● Excerpted text
=== Begin Enclosure ===
What is LaMDA: Google’s new tech to make Android phones talk like humans – Times of India

From using AI to predict what users want and assist them in doing tasks, Google is now taking steps forward to make AI friendly. And for a machine to be your friend, it needs to have the ability to carry conversations by talking in a friendly way. Until now, Google Assistant used to sound like a robotic voice merely announcing search results. But here comes LaMDA or ‘Language Model for Dialogue Applications’– Google new “breakthrough” technology to make Android phones, smart speakers, cars and other voice supported devices to converse like humans do.
With LaMDA, Google Assistant can make engaging conversations with you “in a free-flowing way about a seemingly endless number of topics.” This means if you ask Google Assistant about the current weather it would no longer stop by just saying “35-degree Celsius, sunny and 65% humidity”.
Google will reply to day-to-day queries like this in a more friendly manner like “It’s warm outside, you may want to carry a bottle of water”. Interestingly, it doesn’t stop there. Google will try to make it more engaging by continuing to talk to you. For example, the conversation may convert to “Hey, it may get slightly cooler during the evening, you may want to enjoy some beer at your favourite place.” And from the beer conversation, it may continue on to movies, food or other topics that you are interested in. This is similar to how humans talk to each other.
Google in an official blog post mentioned that the entire idea around LaMDA is replicating human conversations. “A chat with a friend about a TV show could evolve into a discussion about the country where the show was filmed before settling on a debate about that country’s best regional cuisine,” it said.
What’s the tech behind LaMDA
LaMDA’s “conversational skills” is a long research project and it will continue to evolve. “Like many recent language models, including BERT and GPT-3, it’s built on Transformer, a neural network architecture that Google Research invented and open-sourced in 2017,” said Google.
The older architecture produces a model that can be trained to read many words (a sentence or paragraph, for example), pay attention to how those words relate to one another and then predict what words it thinks will come next.
But LaMDA is different. It is trained on dialogue. “During its training, it picked up on several of the nuances that distinguish open-ended conversation from other forms of language,” it added. Whatever the AI is talking about needs to make sense and whenever you talk to a LaMDA-assisted voice AI, it’s entire goal is to think before responding.
“Basically: Does the response to a given conversational context make sense?”
Google is further trying to make LaMDA architecture respond to people with interesting answers. “We’re also exploring dimensions like “interestingness,” by assessing whether responses are insightful, unexpected or witty. Being Google, we also care a lot about factuality (that is, whether LaMDA sticks to facts, something language models often struggle with), and are investigating ways to ensure LaMDA’s responses aren’t just compelling but correct,” said Google.
=== End Enclosure ===
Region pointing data
=== Begin Enclosure ===
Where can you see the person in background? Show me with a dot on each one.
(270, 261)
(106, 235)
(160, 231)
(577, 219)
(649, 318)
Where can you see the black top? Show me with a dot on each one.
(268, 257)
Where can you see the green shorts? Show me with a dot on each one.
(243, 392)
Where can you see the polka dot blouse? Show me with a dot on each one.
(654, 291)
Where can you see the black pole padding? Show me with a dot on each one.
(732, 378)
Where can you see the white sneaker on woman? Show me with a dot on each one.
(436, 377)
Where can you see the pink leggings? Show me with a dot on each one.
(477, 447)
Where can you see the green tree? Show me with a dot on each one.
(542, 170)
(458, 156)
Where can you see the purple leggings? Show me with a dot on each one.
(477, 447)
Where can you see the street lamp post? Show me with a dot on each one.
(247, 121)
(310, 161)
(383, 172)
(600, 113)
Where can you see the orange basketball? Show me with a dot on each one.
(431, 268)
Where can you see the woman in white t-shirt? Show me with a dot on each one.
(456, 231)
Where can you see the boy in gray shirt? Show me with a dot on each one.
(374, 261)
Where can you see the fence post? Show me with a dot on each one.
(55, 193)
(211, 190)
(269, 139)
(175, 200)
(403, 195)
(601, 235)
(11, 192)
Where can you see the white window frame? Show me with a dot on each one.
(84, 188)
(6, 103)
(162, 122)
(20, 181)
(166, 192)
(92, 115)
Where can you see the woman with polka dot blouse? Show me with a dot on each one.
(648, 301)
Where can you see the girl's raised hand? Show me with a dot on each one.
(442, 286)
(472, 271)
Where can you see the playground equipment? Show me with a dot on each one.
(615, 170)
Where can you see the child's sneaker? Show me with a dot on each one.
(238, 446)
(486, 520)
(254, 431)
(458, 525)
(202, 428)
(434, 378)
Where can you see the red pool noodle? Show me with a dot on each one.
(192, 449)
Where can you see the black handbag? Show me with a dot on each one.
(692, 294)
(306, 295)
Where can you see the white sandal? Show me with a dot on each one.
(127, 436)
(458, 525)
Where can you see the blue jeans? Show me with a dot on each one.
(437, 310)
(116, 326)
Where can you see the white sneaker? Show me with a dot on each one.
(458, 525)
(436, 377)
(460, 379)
=== End Enclosure ===
=== Begin Enclosure ===
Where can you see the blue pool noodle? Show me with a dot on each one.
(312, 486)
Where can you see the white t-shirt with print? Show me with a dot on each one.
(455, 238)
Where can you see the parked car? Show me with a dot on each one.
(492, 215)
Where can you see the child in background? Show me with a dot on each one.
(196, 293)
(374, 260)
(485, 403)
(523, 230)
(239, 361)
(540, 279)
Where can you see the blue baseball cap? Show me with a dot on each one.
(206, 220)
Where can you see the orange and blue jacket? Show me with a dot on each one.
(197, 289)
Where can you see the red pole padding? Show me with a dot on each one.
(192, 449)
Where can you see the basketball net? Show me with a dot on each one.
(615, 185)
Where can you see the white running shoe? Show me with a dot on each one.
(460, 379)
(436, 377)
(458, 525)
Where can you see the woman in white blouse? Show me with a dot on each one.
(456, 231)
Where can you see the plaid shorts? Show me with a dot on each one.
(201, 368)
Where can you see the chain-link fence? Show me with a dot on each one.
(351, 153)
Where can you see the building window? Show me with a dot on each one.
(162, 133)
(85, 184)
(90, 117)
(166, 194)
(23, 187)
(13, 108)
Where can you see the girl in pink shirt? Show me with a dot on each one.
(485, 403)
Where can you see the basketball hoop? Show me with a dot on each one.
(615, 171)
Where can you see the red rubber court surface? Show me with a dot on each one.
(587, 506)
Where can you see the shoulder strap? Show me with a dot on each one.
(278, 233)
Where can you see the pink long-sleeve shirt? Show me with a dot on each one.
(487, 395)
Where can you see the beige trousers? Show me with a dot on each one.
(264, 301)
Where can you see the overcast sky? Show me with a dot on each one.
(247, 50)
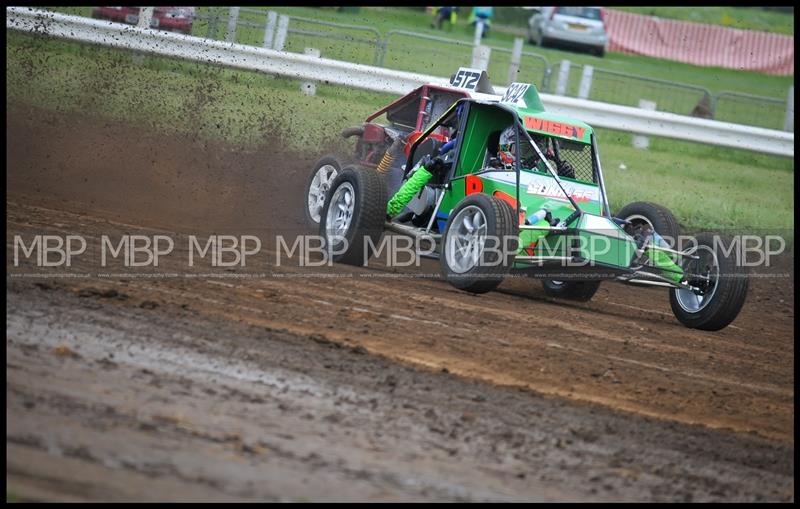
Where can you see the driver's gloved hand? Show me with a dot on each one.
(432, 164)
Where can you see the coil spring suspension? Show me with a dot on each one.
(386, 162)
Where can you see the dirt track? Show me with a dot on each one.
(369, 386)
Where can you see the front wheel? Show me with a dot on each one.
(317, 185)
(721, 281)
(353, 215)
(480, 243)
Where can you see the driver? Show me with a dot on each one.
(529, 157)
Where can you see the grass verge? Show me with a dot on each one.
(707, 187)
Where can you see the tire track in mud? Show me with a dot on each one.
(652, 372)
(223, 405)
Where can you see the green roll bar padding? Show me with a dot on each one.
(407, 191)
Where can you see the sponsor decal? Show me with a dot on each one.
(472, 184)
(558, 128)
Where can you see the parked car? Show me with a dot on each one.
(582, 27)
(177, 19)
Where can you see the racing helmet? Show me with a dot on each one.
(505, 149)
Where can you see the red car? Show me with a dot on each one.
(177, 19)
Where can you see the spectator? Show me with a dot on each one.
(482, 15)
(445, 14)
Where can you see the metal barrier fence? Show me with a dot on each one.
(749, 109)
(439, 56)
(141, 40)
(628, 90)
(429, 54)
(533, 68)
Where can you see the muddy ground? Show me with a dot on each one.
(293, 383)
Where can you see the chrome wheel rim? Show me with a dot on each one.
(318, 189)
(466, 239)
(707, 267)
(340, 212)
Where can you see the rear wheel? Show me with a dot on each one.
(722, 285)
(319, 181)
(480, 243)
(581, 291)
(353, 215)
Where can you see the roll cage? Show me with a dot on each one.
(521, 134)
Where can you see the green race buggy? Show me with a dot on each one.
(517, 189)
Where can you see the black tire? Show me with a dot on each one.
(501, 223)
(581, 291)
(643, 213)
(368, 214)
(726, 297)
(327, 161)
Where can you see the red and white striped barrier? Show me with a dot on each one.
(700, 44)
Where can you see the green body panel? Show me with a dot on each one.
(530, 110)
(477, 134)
=== End Enclosure ===
● Tasks and exercises
(a) Using the LaMDA article, answer the following:
(i) What does the name LaMDA stand for?
(ii) In what year did Google Research invent and open-source Transformer?
(iii) Which dimension is Google exploring by assessing whether responses are insightful, unexpected or witty?
(b) Reproduce the passage of the LaMDA article starting with "The older architecture" and going on through "think before responding.".

● Responses by item number
(a)
(i) Language Model for Dialogue Applications
(ii) 2017
(iii) Interestingness

(b)
The older architecture produces a model that can be trained to read many words (a sentence or paragraph, for example), pay attention to how those words relate to one another and then predict what words it thinks will come next.
But LaMDA is different. It is trained on dialogue. “During its training, it picked up on several of the nuances that distinguish open-ended conversation from other forms of language,” it added. Whatever the AI is talking about needs to make sense and whenever you talk to a LaMDA-assisted voice AI, it’s entire goal is to think before responding.